_TEXT PASSAGE:_
View unanswered posts | View active topics It is currently Thu Apr 18, 2024 7:51 pm



Reply to topic  [ 775 posts ]  Go to page Previous  1, 2, 3, 4, 5 ... 52  Next
 Thor Core / FT64 
Author Message
User avatar

Joined: Tue Jan 15, 2013 5:43 am
Posts: 189
robfinch wrote:
The list includes population and zero/one counting, divide, BCD math, bit-field operations and few others.
And variable-length instructions. Yet, you describe Thor as RISC-like?? I'm getting tempted to tease you about that, Rob! :D Awesome project, though.

_________________
http://LaughtonElectronics.com


Fri Dec 04, 2015 2:54 pm
Profile WWW

Joined: Sat Feb 02, 2013 9:40 am
Posts: 2095
Location: Canada
Quote:
And variable-length instructions. Yet, you describe Thor as RISC-like?? I'm getting tempted to tease you about that, Rob! :D Awesome project, though.

Like most modern cpu's Thor is somewhere in-between a CISC and RISC. The core supports several string operations definitely classified as CISC operations. And with 190+ pages of instructions one would hardly call it a RISC machine. But there are no really complex instructions like double memory indirect operations, or auto-increment / auto decrement memory ops. And memory is accessed almost exclusively with load / store ops.

Last night's debugging session was a nightmare. I could not find an explanation for why a particular bit was clear all the time. After much head-scratching I called it a night.
This morning when I tried the same thing without making any changes, it worked. I'm coming to the conclusion that there's a bad memory bit in my host machine.

_WRITTEN REQUEST 1:_
Convert the rows into a JSON list of strings with one string per line, leaving out blank lines. Begin at the line that contains "TARGET = concrete block pedestal" and stop after the last line of the rows.

_DATA FOR THIS EXERCISE:_

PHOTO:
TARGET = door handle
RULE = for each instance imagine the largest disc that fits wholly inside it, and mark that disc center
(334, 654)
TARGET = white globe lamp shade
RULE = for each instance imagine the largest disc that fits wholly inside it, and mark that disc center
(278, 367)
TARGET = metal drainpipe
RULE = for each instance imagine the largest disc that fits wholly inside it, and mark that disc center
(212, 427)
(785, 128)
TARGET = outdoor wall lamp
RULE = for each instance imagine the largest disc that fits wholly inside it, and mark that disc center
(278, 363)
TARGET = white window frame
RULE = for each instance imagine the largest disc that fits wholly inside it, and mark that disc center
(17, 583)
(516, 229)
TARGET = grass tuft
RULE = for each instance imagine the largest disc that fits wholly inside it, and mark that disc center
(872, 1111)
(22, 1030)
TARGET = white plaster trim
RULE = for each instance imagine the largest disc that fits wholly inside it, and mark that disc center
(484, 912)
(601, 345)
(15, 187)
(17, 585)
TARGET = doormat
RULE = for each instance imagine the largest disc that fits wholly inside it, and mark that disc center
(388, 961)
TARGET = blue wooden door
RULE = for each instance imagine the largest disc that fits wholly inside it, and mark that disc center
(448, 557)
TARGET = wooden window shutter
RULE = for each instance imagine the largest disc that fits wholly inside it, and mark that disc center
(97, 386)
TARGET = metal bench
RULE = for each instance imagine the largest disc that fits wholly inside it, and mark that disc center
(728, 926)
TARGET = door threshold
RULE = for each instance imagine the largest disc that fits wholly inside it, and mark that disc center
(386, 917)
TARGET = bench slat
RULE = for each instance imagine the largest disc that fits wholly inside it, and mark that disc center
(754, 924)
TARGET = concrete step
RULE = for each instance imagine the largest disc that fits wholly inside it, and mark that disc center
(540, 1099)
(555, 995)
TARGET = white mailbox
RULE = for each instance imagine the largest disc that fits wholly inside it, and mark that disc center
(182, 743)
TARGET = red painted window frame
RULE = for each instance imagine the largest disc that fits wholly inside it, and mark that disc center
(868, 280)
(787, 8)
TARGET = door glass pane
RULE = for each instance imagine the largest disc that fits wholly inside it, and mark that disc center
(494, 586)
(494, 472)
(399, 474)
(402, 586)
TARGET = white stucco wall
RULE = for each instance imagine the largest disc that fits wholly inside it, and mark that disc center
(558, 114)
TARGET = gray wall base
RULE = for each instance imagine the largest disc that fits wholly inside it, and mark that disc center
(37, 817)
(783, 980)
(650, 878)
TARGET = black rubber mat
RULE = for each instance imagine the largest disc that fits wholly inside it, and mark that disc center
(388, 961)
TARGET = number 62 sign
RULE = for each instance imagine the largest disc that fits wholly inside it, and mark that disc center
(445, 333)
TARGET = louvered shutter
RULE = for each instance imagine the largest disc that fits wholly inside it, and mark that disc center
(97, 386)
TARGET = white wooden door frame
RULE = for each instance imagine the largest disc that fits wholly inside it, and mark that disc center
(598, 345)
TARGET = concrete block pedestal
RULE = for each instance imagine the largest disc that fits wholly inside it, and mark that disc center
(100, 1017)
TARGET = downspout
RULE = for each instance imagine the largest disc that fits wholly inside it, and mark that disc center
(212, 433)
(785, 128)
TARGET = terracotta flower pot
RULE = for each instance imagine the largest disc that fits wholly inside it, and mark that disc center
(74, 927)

_WRITTEN REQUEST 2:_
According to the Thor Core forum thread, why is Thor neither plainly CISC nor plainly RISC?

_PROBLEM SOLUTION 1:_
[
  "TARGET = concrete block pedestal",
  "RULE = for each instance imagine the largest disc that fits wholly inside it, and mark that disc center",
  "(100, 1017)",
  "TARGET = downspout",
  "RULE = for each instance imagine the largest disc that fits wholly inside it, and mark that disc center",
  "(212, 433)",
  "(785, 128)",
  "TARGET = terracotta flower pot",
  "RULE = for each instance imagine the largest disc that fits wholly inside it, and mark that disc center",
  "(74, 927)"
]

_PROBLEM SOLUTION 2:_
Thor has CISC traits: it supports several string operations and has over 190 pages of instructions. It also has RISC traits: it has no really complex instructions, such as double memory indirect or auto-increment and auto-decrement memory operations, and it accesses memory almost exclusively with load and store operations.